* Vorliegender Text:
Hannover (dpa/tmn). Kriminalfälle sind das Thema vieler Stadttouren. In Hannover gibt es gleich drei - natürlich auch zu Fritz Haarmann. Voyeurismus wolle er nicht bedienen, sagt einer der Führer. Aber was ist es dann?

Knickerbocker, Kniestrümpfe, breite Hosenträger, kleinkarierte Schirmmütze - so begrüßt Hendrik Seiffert die Gäste seiner Stadtführung. Es ist der Look der 1920er Jahre. Seiffert wandelt auf den Spuren Fritz Haarmanns, einem der bekanntesten Serienmörder der deutschen Kriminalgeschichte.

Haarmann beging mindestens 24 Morde, vor allem in den Jahren 1923 und 1924. Im Prinzip sei er „der deutsche Jack the Ripper“, so Seiffert.

Die Erinnerung an Haarmann hält nicht zuletzt ein abgewandelter, makabrer Operetten-Refrain wach, in dem es heißt: „Warte, warte nur ein Weilchen, bald kommt Haarmann auch zu Dir, mit dem kleinen Hackebeilchen, macht er Hackefleisch aus Dir.“

Kriminelle Hotspots

„Wir werden zu allen kriminellen Hotspots der 1920er Jahre gehen“, sagt Seiffert. Dazu gehört der Hauptbahnhof, an dem die Tour beginnt. Haarmann hatte hier als „Polizeispitzel“ gearbeitet und „die meisten seiner Opfer kennengelernt“, wie Seiffert erzählt. Diese waren ausnahmslos männlich und zwischen 10 und 22 Jahre alt.

Oft handelte es sich um Ausreißer, über deren Verschwinden sich kaum jemand wunderte. Haarmann lud sie zu sich nach Hause ein, versprach Unterkunft und Essen.

* Zu bearbeitende Aufgaben:
**1)** Nenne alle Kleidungsstücke, in denen Hendrik Seiffert laut dem Text über die Haarmann-Stadtführung seine Gäste begrüßt.
**2)** Führe den Text über die Haarmann-Stadtführung nach seinem letzten Satz fort.

* Daten zur Auswertung:

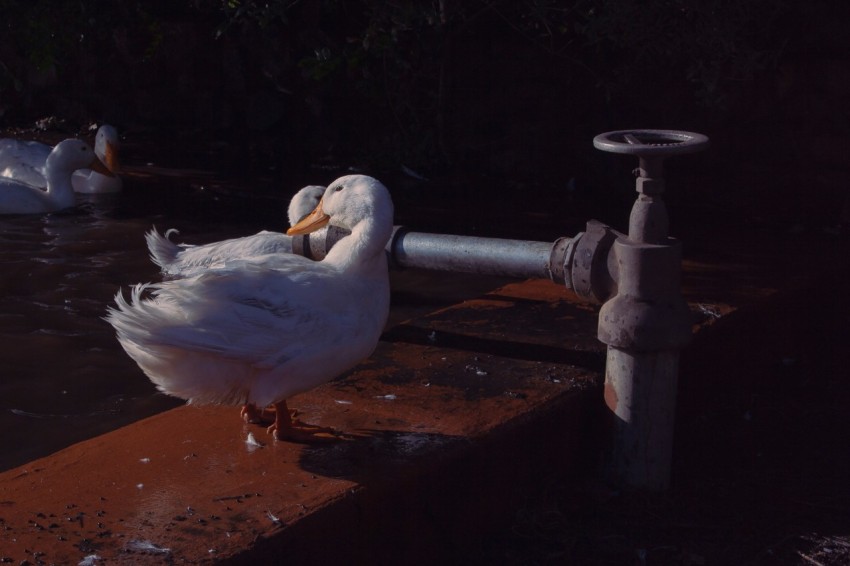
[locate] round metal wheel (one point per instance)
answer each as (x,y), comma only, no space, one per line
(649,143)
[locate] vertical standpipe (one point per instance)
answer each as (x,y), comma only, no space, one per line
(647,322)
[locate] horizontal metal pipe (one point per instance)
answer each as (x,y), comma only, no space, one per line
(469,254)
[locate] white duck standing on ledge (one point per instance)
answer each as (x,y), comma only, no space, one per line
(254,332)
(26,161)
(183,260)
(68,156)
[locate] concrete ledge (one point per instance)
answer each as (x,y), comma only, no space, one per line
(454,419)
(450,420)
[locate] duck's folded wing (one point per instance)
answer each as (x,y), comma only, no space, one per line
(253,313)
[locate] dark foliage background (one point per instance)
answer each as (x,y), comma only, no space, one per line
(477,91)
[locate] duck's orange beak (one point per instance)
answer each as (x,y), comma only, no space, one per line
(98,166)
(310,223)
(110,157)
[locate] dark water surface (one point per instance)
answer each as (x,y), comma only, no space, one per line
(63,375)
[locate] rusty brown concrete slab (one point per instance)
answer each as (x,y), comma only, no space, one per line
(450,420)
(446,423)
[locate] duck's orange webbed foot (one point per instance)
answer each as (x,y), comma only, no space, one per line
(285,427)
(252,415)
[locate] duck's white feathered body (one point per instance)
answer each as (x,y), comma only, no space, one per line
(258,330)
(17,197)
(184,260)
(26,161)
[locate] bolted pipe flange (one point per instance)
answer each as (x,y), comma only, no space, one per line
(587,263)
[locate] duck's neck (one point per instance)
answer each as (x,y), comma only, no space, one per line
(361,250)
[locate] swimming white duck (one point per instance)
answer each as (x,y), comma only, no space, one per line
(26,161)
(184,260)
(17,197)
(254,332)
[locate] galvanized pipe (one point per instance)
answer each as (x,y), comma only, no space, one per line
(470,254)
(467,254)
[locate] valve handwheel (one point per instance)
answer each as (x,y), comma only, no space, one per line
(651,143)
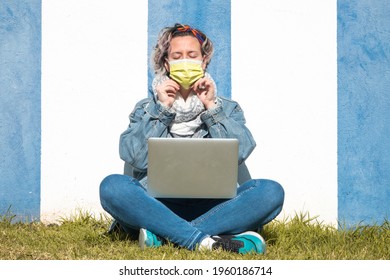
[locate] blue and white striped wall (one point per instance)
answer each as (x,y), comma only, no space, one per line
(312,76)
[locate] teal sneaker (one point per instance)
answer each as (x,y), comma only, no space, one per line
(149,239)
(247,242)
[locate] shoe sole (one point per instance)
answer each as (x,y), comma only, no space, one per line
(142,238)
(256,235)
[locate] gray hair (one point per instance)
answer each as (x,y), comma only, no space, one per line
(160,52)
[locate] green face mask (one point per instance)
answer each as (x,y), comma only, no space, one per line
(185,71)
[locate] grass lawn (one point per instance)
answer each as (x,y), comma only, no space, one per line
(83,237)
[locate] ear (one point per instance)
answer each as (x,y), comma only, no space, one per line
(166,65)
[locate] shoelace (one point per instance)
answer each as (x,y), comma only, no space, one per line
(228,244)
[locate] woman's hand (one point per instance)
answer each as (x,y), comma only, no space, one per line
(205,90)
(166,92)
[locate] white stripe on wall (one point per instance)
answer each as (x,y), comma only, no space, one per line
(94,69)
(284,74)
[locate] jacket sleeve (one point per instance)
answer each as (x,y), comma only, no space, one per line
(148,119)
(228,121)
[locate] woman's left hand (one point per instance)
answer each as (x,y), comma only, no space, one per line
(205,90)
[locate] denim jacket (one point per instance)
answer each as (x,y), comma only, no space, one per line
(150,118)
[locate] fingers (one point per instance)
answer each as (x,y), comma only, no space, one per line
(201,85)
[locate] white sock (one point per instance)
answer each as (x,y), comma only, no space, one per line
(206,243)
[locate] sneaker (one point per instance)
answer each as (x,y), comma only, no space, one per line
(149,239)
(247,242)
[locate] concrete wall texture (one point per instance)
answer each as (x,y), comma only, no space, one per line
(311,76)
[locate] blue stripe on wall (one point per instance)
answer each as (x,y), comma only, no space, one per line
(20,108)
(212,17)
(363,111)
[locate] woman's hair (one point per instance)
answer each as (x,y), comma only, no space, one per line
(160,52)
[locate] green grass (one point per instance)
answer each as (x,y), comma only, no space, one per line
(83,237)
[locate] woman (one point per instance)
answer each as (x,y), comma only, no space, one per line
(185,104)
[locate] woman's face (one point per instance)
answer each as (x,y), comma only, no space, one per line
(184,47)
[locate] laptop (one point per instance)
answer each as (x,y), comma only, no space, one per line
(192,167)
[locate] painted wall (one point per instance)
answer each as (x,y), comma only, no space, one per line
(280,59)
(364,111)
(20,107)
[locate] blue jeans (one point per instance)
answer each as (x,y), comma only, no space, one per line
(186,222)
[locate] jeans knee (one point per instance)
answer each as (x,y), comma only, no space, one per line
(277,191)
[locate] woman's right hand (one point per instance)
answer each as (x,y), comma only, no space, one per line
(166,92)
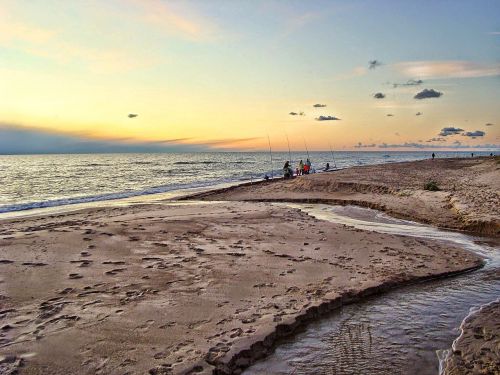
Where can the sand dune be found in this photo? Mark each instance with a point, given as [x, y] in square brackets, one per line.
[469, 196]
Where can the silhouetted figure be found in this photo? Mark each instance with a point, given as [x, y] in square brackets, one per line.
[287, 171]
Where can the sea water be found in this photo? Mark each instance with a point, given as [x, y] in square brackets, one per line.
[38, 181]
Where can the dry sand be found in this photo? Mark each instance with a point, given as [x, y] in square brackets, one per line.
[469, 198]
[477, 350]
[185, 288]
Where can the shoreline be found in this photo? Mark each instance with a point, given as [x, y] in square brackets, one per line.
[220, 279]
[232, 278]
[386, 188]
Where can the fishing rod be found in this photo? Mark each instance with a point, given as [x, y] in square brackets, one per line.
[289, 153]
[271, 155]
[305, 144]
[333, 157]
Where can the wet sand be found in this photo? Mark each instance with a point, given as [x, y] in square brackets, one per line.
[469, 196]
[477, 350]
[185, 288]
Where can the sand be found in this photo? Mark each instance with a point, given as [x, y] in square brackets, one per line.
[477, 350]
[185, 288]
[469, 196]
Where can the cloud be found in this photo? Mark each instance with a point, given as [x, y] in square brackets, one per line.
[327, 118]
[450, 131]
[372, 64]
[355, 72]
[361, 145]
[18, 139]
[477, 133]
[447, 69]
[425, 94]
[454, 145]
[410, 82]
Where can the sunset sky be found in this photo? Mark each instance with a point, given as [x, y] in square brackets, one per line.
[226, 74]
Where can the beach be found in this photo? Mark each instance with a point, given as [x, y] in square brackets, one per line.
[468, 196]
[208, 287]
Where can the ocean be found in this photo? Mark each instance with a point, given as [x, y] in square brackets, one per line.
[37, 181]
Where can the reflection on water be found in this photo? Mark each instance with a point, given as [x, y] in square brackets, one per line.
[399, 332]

* Antworten je Aufgabe:
**1)** Knickerbocker, Kniestrümpfe, breite Hosenträger, kleinkarierte Schirmmütze

**2)**
Als krimineller Hotspot galt auch die zweite Station, der Kröpcke, ein zentraler Punkt mitten in Hannover. In den Jahren nach dem Ersten Weltkrieg prostituierten sich hier auch männliche Minderjährige. „Kriminal-Haarmann“, wie er wegen seiner Spitzeltätigkeit dort genannt wurde, schaute häufiger vorbei. Man kannte sich.

Wie sehr sich Hannover seither verändert hat, zeigen Fotos, die Seiffert mitgebracht hat. Der Ballhof, heute ein lauschiges Plätzchen mit Theater, Teestube, Bierbar und Restaurant, war früher eine kleine Gasse und Treff der homosexuellen Szene. Hier pulsierte das blühende Leben des liberalen Hannovers, hier wohnte auch Hans Grans, der Gehilfe und zeitweilige Geliebte von Haarmann.

Gruseleffekt am Tatort

Vom Ballhof sind es nur ein paar Schritte bis zur Leine. Der Fluss hatte damals noch zwei Arme. Diese umschlossen „Klein-Venedig“, eine Insel, eng bebaut mit Fachwerkhäusern, in denen arme Leute lebten, wie Seiffert erzählt: „Wohnraum war Mangelware.“

Am Leine-Ufer wurde im Frühjahr 1924 die Mordserie erstmals ruchbar - Kinder fanden Knochen und Schädel. Davor gab es nur Gerüchte.

Über eine Flussbrücke führt Seiffert seine Gäste zur Roten Reihe, einer Straße in der Calenberger Neustadt. Hier bezog Haarmann 1923 eine Dachkammer.

Das Haus steht nicht mehr, aber Seiffert hält ein Foto hoch. Es zeigt ein Zimmer mit Bett, Stuhl, Tisch und Waschschüssel, kaum mehr. In dieser Wohnung tötete Haarmann die meisten seiner Opfer, indem er ihnen nach eigener Aussage die Kehle durchbiss. Anschließend legte Haarmann sich schlafen. Später zerstückelte er die Leiche und brachte die Knochen in einem Koffer zur Leine.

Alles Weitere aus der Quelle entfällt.